▶ WRITTEN EXERCISE 1
According to the thread about Cookie's bath time, what was Bails sitting on while cheeping during the bath?

▶ SELECTED EXCERPT
──────────

# Cookie's Bath Time



## Bea (Jul 26, 2007)

Yesterday i tried to give the birds a bath and, for a nice change, Cookie was the only one really interested. 






I also got some photos of her splashing around!


----------



## feathers (Aug 21, 2007)

thats so funny


----------



## atvchick95 (Sep 17, 2007)

Now that i know that is normal behavior when bieng sprayed i can rest easy 

My one white face male does that when i spray them he's the only one who does it though the rest run away from it LOL


Too cute


----------



## Laura (Jul 30, 2007)

I love when they put there wings up and get right into it, Ollie does that as well Georgie usually runs away  its funny how Bailee and Gracie are just looking on at Cookie ...hehe they don't know what there missing


----------



## Aly (Jul 30, 2007)

I looove seeing them bathing! It's the cutest thing ever! She looks adorable! I ussually take them in the shower with me or give them a little bowl. I'm going to give spraying a chance and see how they like/hate it...lol


----------



## xxxSpikexxx (Jul 30, 2007)

so cute  She is so funny rolling around


----------



## Bea (Jul 26, 2007)

laurago said:


> its funny how Bailee and Gracie are just looking on at Cookie


I found it funny how Bails was sitting on the spray bottle cheeping.  It was like he was helping me with bath time.


----------



## nic bike (Oct 21, 2007)

haha Bailee looks so funny he,s such a good helper.


----------



## xxxSpikexxx (Jul 30, 2007)

Bea said:


> I found it funny how Bails was sitting on the spray bottle cheeping.  It was like he was helping me with bath time.


That is so cute


----------



## birdieness (Jul 28, 2007)

Very cute. I just love her



>


 Anyone else but me notice on her wing, those look like a **** of a bunch of new flights comming in, in the pinnie stage


----------



## Bea (Jul 26, 2007)

birdieness said:


> Anyone else but me notice on her wing, those look like a **** of a bunch of new flights comming in, in the pinnie stage


Yes, there's 6 new flights coming in, all in a row. She had a night fright a couple of weeks ago and lost heaps, so they're all coming in together.


----------



## birdieness (Jul 28, 2007)

Ohh that looks sooo painful. Poor gal. Hugs has two new ones comming in, one on each wing. And i thought that was bad


----------



## **TielHeart** (Jan 3, 2008)

Cookie is adorable!
Aww Bailee is such a good helper. teehee.


----------

──────────

▶ MATERIAL FOR THIS TASK
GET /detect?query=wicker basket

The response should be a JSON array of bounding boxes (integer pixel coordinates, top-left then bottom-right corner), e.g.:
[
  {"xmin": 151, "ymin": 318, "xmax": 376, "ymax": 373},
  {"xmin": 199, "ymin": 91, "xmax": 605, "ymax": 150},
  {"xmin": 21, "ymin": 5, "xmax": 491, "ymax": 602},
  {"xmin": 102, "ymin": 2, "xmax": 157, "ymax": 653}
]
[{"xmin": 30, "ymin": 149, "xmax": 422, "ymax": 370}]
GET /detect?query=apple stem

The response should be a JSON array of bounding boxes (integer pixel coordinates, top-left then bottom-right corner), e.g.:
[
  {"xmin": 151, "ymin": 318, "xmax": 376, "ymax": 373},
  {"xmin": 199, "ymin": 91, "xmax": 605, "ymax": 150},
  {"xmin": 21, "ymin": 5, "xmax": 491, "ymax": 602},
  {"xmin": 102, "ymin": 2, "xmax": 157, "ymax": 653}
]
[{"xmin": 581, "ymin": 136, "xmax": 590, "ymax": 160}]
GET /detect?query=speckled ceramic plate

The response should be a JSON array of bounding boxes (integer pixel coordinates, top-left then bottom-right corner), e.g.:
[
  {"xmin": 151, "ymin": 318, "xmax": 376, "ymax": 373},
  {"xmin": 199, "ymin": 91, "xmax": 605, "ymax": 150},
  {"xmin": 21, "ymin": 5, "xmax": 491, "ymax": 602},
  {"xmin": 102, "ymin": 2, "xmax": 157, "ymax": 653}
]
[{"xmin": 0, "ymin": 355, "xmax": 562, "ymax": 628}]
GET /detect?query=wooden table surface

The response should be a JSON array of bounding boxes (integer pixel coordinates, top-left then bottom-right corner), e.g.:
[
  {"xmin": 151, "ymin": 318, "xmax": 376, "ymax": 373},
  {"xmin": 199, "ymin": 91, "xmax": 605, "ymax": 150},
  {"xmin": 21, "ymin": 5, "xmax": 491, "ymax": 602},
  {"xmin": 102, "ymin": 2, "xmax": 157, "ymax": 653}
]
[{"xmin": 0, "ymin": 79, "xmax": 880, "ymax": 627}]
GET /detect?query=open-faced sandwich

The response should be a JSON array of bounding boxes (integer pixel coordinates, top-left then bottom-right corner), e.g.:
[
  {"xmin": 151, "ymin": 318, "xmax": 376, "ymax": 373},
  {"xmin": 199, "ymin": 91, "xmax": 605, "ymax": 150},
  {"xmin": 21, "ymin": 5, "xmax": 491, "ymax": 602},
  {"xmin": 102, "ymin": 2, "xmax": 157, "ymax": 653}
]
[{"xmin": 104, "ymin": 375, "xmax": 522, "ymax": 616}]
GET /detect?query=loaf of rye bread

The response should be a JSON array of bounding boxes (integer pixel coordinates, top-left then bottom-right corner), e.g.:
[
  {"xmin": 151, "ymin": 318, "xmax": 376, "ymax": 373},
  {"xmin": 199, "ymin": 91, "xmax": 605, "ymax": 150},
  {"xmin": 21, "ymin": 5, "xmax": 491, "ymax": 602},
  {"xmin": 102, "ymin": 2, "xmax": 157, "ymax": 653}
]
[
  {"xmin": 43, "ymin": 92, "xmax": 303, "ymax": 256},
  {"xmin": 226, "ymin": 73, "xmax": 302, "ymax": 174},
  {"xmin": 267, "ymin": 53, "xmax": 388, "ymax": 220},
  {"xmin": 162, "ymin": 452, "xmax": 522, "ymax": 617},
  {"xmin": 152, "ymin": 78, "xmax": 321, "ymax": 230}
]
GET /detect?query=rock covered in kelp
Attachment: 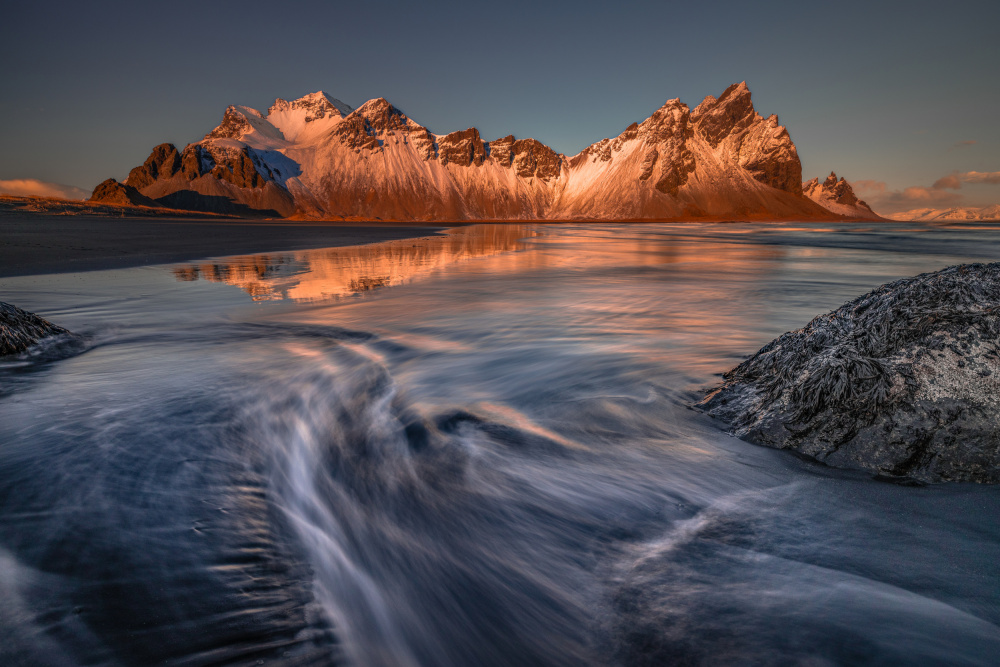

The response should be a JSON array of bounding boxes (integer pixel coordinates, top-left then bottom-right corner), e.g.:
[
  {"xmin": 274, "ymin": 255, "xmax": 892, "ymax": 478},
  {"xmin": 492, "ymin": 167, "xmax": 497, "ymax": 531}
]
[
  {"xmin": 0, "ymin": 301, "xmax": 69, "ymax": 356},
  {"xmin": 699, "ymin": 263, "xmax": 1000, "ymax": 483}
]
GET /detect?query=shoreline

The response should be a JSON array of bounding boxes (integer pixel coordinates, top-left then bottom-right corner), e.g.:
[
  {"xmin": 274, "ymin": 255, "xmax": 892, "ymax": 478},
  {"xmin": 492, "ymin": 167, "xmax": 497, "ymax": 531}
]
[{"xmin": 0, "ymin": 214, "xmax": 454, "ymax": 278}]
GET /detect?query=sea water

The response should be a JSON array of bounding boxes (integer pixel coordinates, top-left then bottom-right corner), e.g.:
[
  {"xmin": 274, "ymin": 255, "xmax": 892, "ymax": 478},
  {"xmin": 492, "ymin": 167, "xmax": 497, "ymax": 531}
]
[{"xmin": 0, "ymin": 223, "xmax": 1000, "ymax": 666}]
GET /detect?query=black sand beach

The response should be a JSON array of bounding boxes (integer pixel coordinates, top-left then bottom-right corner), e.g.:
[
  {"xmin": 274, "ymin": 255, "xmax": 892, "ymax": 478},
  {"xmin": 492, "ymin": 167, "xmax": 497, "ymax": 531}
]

──────────

▶ WRITTEN EXERCISE 2
Rewrite the rows from the line with "GET /detect?query=shoreline" through the end of the rows, replacing "response" with "output" and leaving everything else unchanged.

▶ TASK RESPONSE 1
The spray bottle.

▶ TASK RESPONSE 2
GET /detect?query=shoreline

The output should be a JSON array of bounding boxes (integer pixel coordinates, top-left then bottom-right corner), e.g.:
[
  {"xmin": 274, "ymin": 255, "xmax": 892, "ymax": 478},
  {"xmin": 492, "ymin": 167, "xmax": 497, "ymax": 531}
]
[{"xmin": 0, "ymin": 214, "xmax": 454, "ymax": 278}]
GET /detect?query=sea water

The output should be a JSON array of bounding boxes (integer pixel coordinates, top-left then bottom-right corner), e.g.:
[
  {"xmin": 274, "ymin": 255, "xmax": 892, "ymax": 478},
  {"xmin": 492, "ymin": 167, "xmax": 497, "ymax": 531}
]
[{"xmin": 0, "ymin": 223, "xmax": 1000, "ymax": 666}]
GET /detect?query=black sand beach

The output should be a JSON array of bounding boxes (integer pixel coordinates, top-left then bottom-right corner), e.g.:
[
  {"xmin": 274, "ymin": 255, "xmax": 892, "ymax": 478},
  {"xmin": 492, "ymin": 167, "xmax": 497, "ymax": 531}
]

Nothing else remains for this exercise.